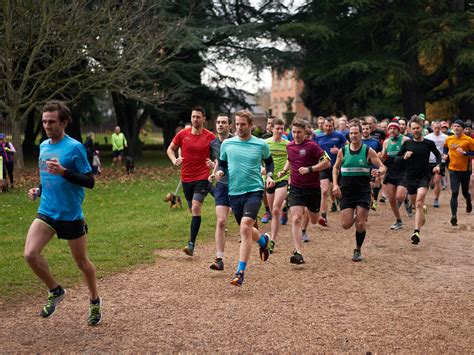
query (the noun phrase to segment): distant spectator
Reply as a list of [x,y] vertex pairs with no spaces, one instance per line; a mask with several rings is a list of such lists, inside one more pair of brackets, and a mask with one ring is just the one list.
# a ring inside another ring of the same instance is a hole
[[92,160],[94,158],[94,133],[87,133],[84,147],[86,148],[87,161],[89,162],[89,165],[92,166]]
[[94,158],[92,159],[92,173],[94,175],[100,175],[102,173],[102,163],[100,162],[100,151],[99,145],[94,144]]
[[122,159],[127,148],[127,139],[125,135],[120,132],[120,127],[115,127],[115,132],[112,133],[112,167],[117,164],[120,168],[122,165]]
[[10,178],[10,188],[14,188],[13,181],[13,155],[15,154],[15,147],[11,142],[6,141],[4,133],[0,133],[0,156],[3,157],[3,180],[6,185],[6,174]]

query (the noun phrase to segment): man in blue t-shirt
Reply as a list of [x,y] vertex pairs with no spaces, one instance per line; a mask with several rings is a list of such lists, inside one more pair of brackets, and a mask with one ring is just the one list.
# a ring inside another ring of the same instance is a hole
[[102,319],[102,300],[97,292],[95,267],[87,257],[87,225],[81,206],[84,187],[94,187],[94,175],[84,146],[65,134],[71,122],[69,108],[60,101],[50,101],[42,112],[43,128],[49,139],[40,145],[41,184],[28,191],[31,200],[40,197],[41,202],[26,236],[25,260],[49,289],[48,301],[40,312],[43,318],[48,318],[64,299],[66,290],[54,279],[41,251],[54,234],[66,239],[89,289],[87,322],[98,325]]
[[252,249],[252,240],[260,246],[260,259],[266,261],[270,255],[268,234],[260,235],[254,227],[262,203],[264,183],[261,175],[261,162],[265,162],[266,186],[275,185],[273,159],[268,144],[251,135],[253,115],[249,111],[235,114],[236,136],[222,142],[216,179],[224,175],[229,178],[229,202],[235,219],[240,226],[239,265],[231,281],[241,287],[244,272]]
[[[331,167],[319,173],[321,181],[321,218],[319,224],[327,226],[328,197],[332,191],[332,167],[336,162],[337,153],[346,144],[346,137],[342,133],[334,131],[334,120],[332,117],[324,119],[324,133],[318,134],[314,141],[329,155],[331,158]],[[337,211],[335,202],[333,202],[332,211]]]

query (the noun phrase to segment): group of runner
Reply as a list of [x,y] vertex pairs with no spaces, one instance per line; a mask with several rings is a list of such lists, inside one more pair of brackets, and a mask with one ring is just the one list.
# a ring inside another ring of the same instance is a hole
[[[469,181],[474,140],[464,134],[460,120],[453,123],[452,135],[448,136],[441,132],[441,122],[434,122],[428,129],[423,115],[414,115],[408,122],[395,118],[382,127],[373,116],[349,122],[343,119],[337,125],[333,117],[322,117],[318,119],[319,133],[301,119],[293,120],[285,132],[285,122],[271,116],[263,139],[259,139],[252,135],[251,112],[236,112],[234,118],[232,136],[231,117],[217,116],[216,138],[204,128],[204,109],[194,107],[192,126],[180,131],[168,148],[172,163],[181,166],[183,190],[192,212],[190,238],[184,252],[194,254],[201,206],[211,190],[217,216],[216,257],[211,269],[224,270],[225,229],[231,210],[240,226],[240,253],[233,285],[242,285],[253,242],[257,242],[263,261],[275,251],[280,225],[286,224],[288,218],[287,208],[294,245],[292,264],[305,262],[302,242],[309,240],[309,222],[329,225],[329,206],[333,212],[340,209],[344,229],[355,226],[352,260],[361,261],[369,210],[377,209],[381,190],[381,201],[388,199],[395,217],[390,229],[403,228],[402,204],[408,216],[414,210],[411,242],[418,244],[425,223],[427,191],[434,187],[433,207],[439,207],[446,164],[452,190],[451,224],[457,225],[459,188],[466,200],[466,212],[472,211]],[[262,202],[265,213],[261,222],[270,223],[269,233],[258,230]]]
[[[210,268],[224,270],[225,230],[232,209],[241,236],[237,271],[231,280],[235,286],[242,286],[254,242],[263,261],[275,251],[288,208],[294,245],[290,263],[304,263],[302,242],[308,240],[306,228],[309,222],[329,225],[330,198],[331,210],[341,210],[343,228],[355,225],[352,260],[361,261],[365,224],[370,208],[377,208],[382,177],[384,193],[396,218],[391,229],[403,227],[399,212],[403,202],[408,206],[410,200],[415,207],[413,244],[420,242],[430,185],[435,187],[433,206],[439,207],[444,165],[451,184],[451,224],[457,225],[459,189],[466,200],[466,212],[472,211],[469,183],[474,140],[464,134],[460,120],[453,123],[449,136],[442,133],[443,123],[434,123],[433,133],[424,136],[425,123],[420,116],[413,116],[408,123],[405,119],[393,120],[387,124],[389,137],[385,139],[385,132],[377,128],[372,116],[342,120],[337,126],[339,132],[331,117],[319,118],[320,132],[316,135],[304,120],[293,120],[290,131],[285,132],[285,122],[271,117],[271,135],[263,140],[252,135],[251,112],[236,112],[234,119],[232,122],[229,115],[219,114],[216,136],[204,128],[205,110],[194,107],[191,127],[174,137],[167,154],[175,166],[181,167],[183,191],[192,214],[189,241],[184,248],[187,255],[195,252],[202,205],[215,182],[216,258]],[[55,280],[41,253],[55,234],[67,240],[84,274],[90,294],[87,321],[94,326],[102,320],[102,299],[95,267],[87,256],[87,225],[82,211],[84,187],[94,187],[94,175],[84,146],[65,133],[70,122],[71,112],[64,103],[51,101],[43,107],[42,124],[49,139],[40,145],[41,184],[28,191],[30,199],[40,197],[40,205],[28,230],[24,257],[49,289],[40,312],[48,318],[64,299],[66,290]],[[230,133],[233,124],[235,136]],[[268,202],[267,218],[262,221],[271,221],[270,233],[258,230],[262,200]]]

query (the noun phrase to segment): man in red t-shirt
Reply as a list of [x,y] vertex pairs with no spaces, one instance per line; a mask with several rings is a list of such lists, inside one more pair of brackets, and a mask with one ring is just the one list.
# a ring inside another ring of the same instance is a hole
[[[196,237],[201,227],[201,207],[204,198],[210,190],[207,180],[209,169],[213,166],[210,159],[210,146],[215,138],[211,131],[204,128],[206,112],[200,106],[191,111],[191,127],[176,134],[166,153],[173,165],[181,166],[181,182],[184,197],[192,213],[191,232],[188,245],[183,251],[192,256]],[[181,156],[176,158],[177,150],[181,148]]]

---+---

WHAT TO PRODUCE: Transcribe each entry above character for character, omitting pictures.

WRITTEN RESPONSE:
query (the noun phrase to segment): distant spectator
Reply as a list of [x,y] vertex pairs with no spaces, one instance per line; a mask with several rings is a list of such lists, inside one more pair of brackets, and a mask with one ring is just the one list.
# a ring inside another ring of the same instance is a hole
[[92,160],[94,158],[94,133],[87,133],[84,147],[86,148],[87,161],[89,162],[89,165],[92,166]]
[[94,158],[92,159],[92,173],[94,175],[100,175],[102,173],[102,163],[100,162],[100,151],[99,145],[94,144]]
[[122,159],[127,148],[127,139],[125,135],[120,132],[120,127],[115,127],[115,132],[112,133],[112,167],[117,164],[120,168],[122,165]]
[[10,178],[10,188],[14,188],[13,181],[13,155],[15,154],[15,147],[11,142],[6,141],[4,133],[0,133],[0,156],[3,157],[3,180],[6,185],[6,174]]

query (the noun phrase to segment): man in blue t-shirt
Reply as a list of [x,y] vertex pairs with no spaces, one instance per line; a mask with several rings is a list of such lists, inside one more pair of brackets, and a mask with one ring is just the one list.
# a ring inside another ring of the same instance is a hole
[[102,319],[102,300],[97,292],[95,267],[87,257],[87,225],[81,206],[84,187],[94,187],[94,175],[84,146],[65,134],[71,122],[69,108],[60,101],[50,101],[42,112],[43,128],[49,139],[40,145],[41,184],[28,191],[31,200],[40,197],[41,202],[26,236],[25,260],[49,289],[48,301],[40,312],[43,318],[48,318],[64,299],[66,290],[54,279],[41,251],[54,234],[66,239],[89,289],[87,322],[98,325]]
[[252,249],[252,240],[260,246],[260,259],[266,261],[270,255],[268,234],[260,235],[254,227],[262,203],[264,183],[261,175],[261,162],[265,162],[266,186],[275,185],[273,159],[268,144],[251,135],[253,115],[249,111],[235,114],[236,136],[222,142],[216,179],[224,175],[229,178],[229,202],[235,219],[240,226],[239,265],[231,281],[241,287],[244,272]]
[[[331,167],[319,173],[321,181],[321,218],[319,224],[327,226],[328,197],[332,191],[332,167],[336,162],[337,153],[346,144],[346,137],[342,133],[334,131],[334,120],[332,117],[324,119],[324,133],[318,134],[314,141],[329,155],[331,158]],[[337,211],[335,202],[333,202],[332,211]]]

query (the noun phrase to segment): group of runner
Reply as a list of [x,y] vertex pairs with no spaces, one instance per line; a mask with several rings is a list of such lists, inside one more pair of brackets, and a mask with one ring is just the one list.
# a ring inside another ring of the same instance is a hole
[[[469,181],[474,140],[464,134],[460,120],[453,123],[452,135],[448,136],[441,132],[441,122],[434,122],[428,129],[423,115],[414,115],[408,122],[395,118],[382,127],[373,116],[349,122],[343,119],[337,125],[333,117],[322,117],[318,119],[319,133],[301,119],[293,120],[285,132],[285,122],[271,116],[263,139],[259,139],[252,135],[251,112],[236,112],[234,118],[232,136],[231,117],[217,116],[216,138],[204,128],[204,109],[194,107],[192,126],[180,131],[168,148],[172,163],[181,166],[183,190],[192,212],[190,238],[184,252],[194,254],[201,206],[211,190],[217,216],[216,257],[211,269],[224,270],[225,229],[231,210],[240,226],[240,253],[233,285],[242,285],[253,242],[257,242],[263,261],[275,251],[280,225],[286,224],[288,218],[287,208],[294,245],[292,264],[305,262],[302,242],[309,240],[309,222],[329,225],[329,206],[333,212],[340,209],[344,229],[355,226],[352,260],[361,261],[369,210],[377,209],[381,190],[381,201],[388,199],[395,217],[390,229],[403,228],[402,204],[408,216],[414,210],[411,242],[418,244],[425,223],[427,191],[434,187],[433,207],[439,207],[446,164],[452,190],[451,224],[457,225],[459,188],[466,200],[466,212],[472,211]],[[262,202],[265,213],[261,222],[270,223],[269,233],[258,230]]]
[[[210,268],[224,270],[225,230],[232,209],[241,236],[237,271],[231,280],[235,286],[242,286],[254,242],[263,261],[275,251],[288,208],[294,245],[290,263],[304,263],[302,242],[308,240],[306,228],[309,222],[329,225],[330,198],[331,210],[341,210],[343,228],[355,225],[352,260],[361,261],[365,224],[370,208],[377,208],[382,177],[384,193],[396,218],[391,229],[403,227],[399,212],[403,202],[408,206],[410,200],[415,207],[413,244],[420,242],[430,185],[435,187],[433,206],[439,207],[444,165],[451,184],[451,224],[457,225],[459,189],[466,200],[466,212],[472,211],[469,183],[474,140],[464,134],[460,120],[453,123],[449,136],[442,133],[443,123],[434,123],[433,133],[424,136],[425,123],[420,116],[413,116],[408,123],[405,119],[393,120],[387,124],[389,137],[385,139],[385,132],[377,128],[372,116],[342,120],[337,126],[339,132],[331,117],[319,118],[320,132],[316,135],[304,120],[293,120],[290,131],[285,132],[285,122],[271,117],[271,135],[263,140],[252,135],[251,112],[236,112],[234,119],[232,122],[229,115],[219,114],[216,136],[204,128],[205,110],[194,107],[191,127],[174,137],[167,154],[175,166],[181,167],[183,191],[192,214],[189,241],[184,248],[187,255],[195,252],[202,205],[215,182],[216,258]],[[55,280],[41,253],[55,234],[67,240],[84,274],[90,294],[87,321],[94,326],[102,320],[102,299],[95,267],[87,256],[87,225],[82,211],[84,187],[94,187],[94,175],[84,146],[65,133],[70,122],[71,112],[64,103],[51,101],[43,107],[42,124],[49,139],[40,145],[41,184],[28,191],[30,199],[40,197],[40,205],[28,230],[24,257],[49,289],[40,312],[48,318],[64,299],[66,290]],[[230,133],[233,124],[235,136]],[[268,202],[267,218],[262,221],[271,221],[270,233],[258,230],[262,200]]]

query (the noun phrase to segment): man in red t-shirt
Reply as a list of [x,y] vertex pairs with no spaces, one instance per line; a mask with several rings is a list of such lists, inside one more pair of brackets, and a mask with one ring is just the one list.
# a ring inside another ring of the same instance is a hole
[[[196,237],[201,227],[201,207],[204,198],[210,190],[207,180],[209,169],[213,166],[210,159],[210,146],[215,138],[211,131],[204,128],[206,112],[200,106],[191,111],[191,127],[176,134],[166,153],[173,165],[181,166],[181,182],[184,197],[192,213],[191,232],[188,245],[183,251],[192,256]],[[181,156],[176,158],[177,150],[181,148]]]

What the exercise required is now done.